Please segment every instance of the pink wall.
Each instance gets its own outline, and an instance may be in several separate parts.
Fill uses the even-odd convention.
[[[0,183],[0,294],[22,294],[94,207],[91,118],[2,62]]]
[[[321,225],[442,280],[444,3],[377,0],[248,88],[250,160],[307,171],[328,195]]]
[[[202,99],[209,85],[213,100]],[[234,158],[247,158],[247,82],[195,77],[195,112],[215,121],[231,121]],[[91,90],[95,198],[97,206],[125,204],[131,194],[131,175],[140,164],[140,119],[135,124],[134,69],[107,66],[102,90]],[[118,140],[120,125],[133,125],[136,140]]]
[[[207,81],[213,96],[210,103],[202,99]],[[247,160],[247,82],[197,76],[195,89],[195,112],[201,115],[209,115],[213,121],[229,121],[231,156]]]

Task objective -> Please express these records as a two-column CSV with the header instruction,polygons and one row per record. Put each record's text and its answer in one quoted field each, with line breaks turned into spaces.

Exercise answer ->
instruction,polygons
"Please segment every instance of the pink wall. Each instance gets its own outline, and an instance may be in several separate parts. Fill uses the even-odd convention.","[[[0,183],[0,294],[22,294],[94,207],[91,118],[2,62]]] [[[321,225],[442,280],[444,3],[377,0],[248,88],[250,160],[307,171],[328,195]]] [[[202,99],[209,85],[213,100]],[[234,158],[247,158],[247,82],[195,77],[195,112],[215,121],[231,121]],[[91,90],[95,198],[97,206],[125,204],[131,194],[131,175],[140,164],[140,119],[135,124],[134,69],[107,66],[102,90]],[[118,140],[120,125],[133,125],[136,140]]] [[[207,81],[213,96],[210,103],[202,99]],[[247,160],[247,82],[197,76],[195,89],[195,112],[201,115],[209,115],[213,121],[229,121],[231,156]]]"